# What you need to do
Rewrite the lines of the records below as a numbered list, skipping any blank lines and leaving out the pictures.

# Dataset extract
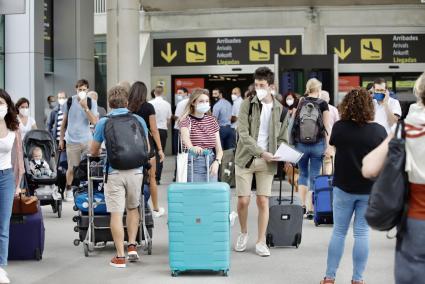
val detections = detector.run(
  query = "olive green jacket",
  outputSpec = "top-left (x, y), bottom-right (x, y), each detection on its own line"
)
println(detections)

# Task response
1. val detections = detector.run(
2.   query = "olive green jacket",
3.   outputSpec = "top-left (x, y), bottom-right (x, y), each detection on its own line"
4. )
5. println(detections)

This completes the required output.